**Excerpted passage**.
- Opening Delimiter -

Is OpenEvidence already obsolete? A study in Nature found that ChatGPT, Claude, and Gemini all outperformed OE and UpToDate AI on medical benchmarks and real-world physician use. My 6 thoughts…
This week researchers from NYU Langone published a head-to-head evaluation of OE and UpToDate AI against GPT, Gemini and Claude. Here's what we know:
→ Frontier LLMs outperformed clinical AI tools across ALL THREE evaluations - medical knowledge (MedQA), expert clinician alignment (HealthBench) and real-world physician queries (RCQ)
→ The RCQ benchmark is the most clinically meaningful part: 100 actual queries submitted by physicians during routine care, scored by 12 blinded clinicians across clinical correctness, completeness, safety, and clarity. Yes, OE/UTD score worse than the frontier LLMs on these too!
→ Physician reviewers could annotate errors (e.g. factual, hallucinations) on any low-scoring response. Gemini had 8, GPT had 21, Claude had 19.
→ OpenEvidence had the most errors at 52 - mostly incomplete clinical content, safety-critical omissions, and disorganization.

- Closing Delimiter -

**What you are asked to do**. Please return the post on the OpenEvidence comparison study in full, word for word.

**Input data**.

- Opening Delimiter -

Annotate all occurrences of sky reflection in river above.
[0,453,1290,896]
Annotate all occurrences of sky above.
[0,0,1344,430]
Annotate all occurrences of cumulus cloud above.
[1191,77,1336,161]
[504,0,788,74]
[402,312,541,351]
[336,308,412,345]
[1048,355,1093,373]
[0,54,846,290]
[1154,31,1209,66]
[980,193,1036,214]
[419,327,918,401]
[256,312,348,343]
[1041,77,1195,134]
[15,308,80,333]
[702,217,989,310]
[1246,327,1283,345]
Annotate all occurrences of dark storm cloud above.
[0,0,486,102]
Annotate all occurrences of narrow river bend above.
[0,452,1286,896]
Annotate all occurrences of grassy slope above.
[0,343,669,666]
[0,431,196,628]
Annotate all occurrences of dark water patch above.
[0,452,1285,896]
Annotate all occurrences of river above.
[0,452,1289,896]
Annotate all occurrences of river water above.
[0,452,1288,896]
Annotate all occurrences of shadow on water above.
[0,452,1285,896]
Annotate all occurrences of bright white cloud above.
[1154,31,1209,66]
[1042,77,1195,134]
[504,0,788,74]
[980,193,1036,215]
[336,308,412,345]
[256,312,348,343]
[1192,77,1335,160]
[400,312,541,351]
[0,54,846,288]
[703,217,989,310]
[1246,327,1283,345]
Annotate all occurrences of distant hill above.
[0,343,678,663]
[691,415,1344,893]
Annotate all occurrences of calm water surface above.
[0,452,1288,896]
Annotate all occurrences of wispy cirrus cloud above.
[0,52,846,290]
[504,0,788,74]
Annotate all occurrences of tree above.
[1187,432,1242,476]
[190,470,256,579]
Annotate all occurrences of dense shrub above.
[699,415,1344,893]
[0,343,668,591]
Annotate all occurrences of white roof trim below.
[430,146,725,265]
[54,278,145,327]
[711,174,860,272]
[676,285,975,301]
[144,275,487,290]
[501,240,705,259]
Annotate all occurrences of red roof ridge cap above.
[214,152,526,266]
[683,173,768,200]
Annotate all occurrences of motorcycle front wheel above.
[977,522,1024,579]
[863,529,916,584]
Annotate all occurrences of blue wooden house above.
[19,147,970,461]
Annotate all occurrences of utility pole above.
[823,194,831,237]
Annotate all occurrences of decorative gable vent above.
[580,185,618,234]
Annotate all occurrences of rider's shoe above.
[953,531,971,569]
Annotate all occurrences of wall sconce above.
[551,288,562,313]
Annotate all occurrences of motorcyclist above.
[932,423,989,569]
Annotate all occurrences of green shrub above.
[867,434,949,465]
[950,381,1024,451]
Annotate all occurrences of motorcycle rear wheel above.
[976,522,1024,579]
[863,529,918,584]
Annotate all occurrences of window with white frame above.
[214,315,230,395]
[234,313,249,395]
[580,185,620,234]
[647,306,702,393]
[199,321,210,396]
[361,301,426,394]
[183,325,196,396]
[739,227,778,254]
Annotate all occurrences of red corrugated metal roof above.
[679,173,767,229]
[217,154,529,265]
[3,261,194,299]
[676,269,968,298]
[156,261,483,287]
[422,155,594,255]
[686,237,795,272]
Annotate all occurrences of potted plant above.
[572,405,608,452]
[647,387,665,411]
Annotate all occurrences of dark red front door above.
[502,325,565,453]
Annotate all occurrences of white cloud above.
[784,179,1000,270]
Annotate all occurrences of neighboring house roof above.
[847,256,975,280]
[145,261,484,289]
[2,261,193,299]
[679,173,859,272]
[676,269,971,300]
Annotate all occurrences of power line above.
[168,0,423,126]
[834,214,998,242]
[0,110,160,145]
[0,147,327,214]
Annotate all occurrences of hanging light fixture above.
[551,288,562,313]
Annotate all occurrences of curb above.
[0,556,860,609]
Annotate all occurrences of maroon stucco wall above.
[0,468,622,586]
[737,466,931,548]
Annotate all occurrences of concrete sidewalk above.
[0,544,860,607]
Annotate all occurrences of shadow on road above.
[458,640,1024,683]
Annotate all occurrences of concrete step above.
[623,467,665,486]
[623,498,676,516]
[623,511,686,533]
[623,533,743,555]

- Closing Delimiter -

**Task solution**.
Is OpenEvidence already obsolete? A study in Nature found that ChatGPT, Claude, and Gemini all outperformed OE and UpToDate AI on medical benchmarks and real-world physician use. My 6 thoughts…
This week researchers from NYU Langone published a head-to-head evaluation of OE and UpToDate AI against GPT, Gemini and Claude. Here's what we know:
→ Frontier LLMs outperformed clinical AI tools across ALL THREE evaluations - medical knowledge (MedQA), expert clinician alignment (HealthBench) and real-world physician queries (RCQ)
→ The RCQ benchmark is the most clinically meaningful part: 100 actual queries submitted by physicians during routine care, scored by 12 blinded clinicians across clinical correctness, completeness, safety, and clarity. Yes, OE/UTD score worse than the frontier LLMs on these too!
→ Physician reviewers could annotate errors (e.g. factual, hallucinations) on any low-scoring response. Gemini had 8, GPT had 21, Claude had 19.
→ OpenEvidence had the most errors at 52 - mostly incomplete clinical content, safety-critical omissions, and disorganization.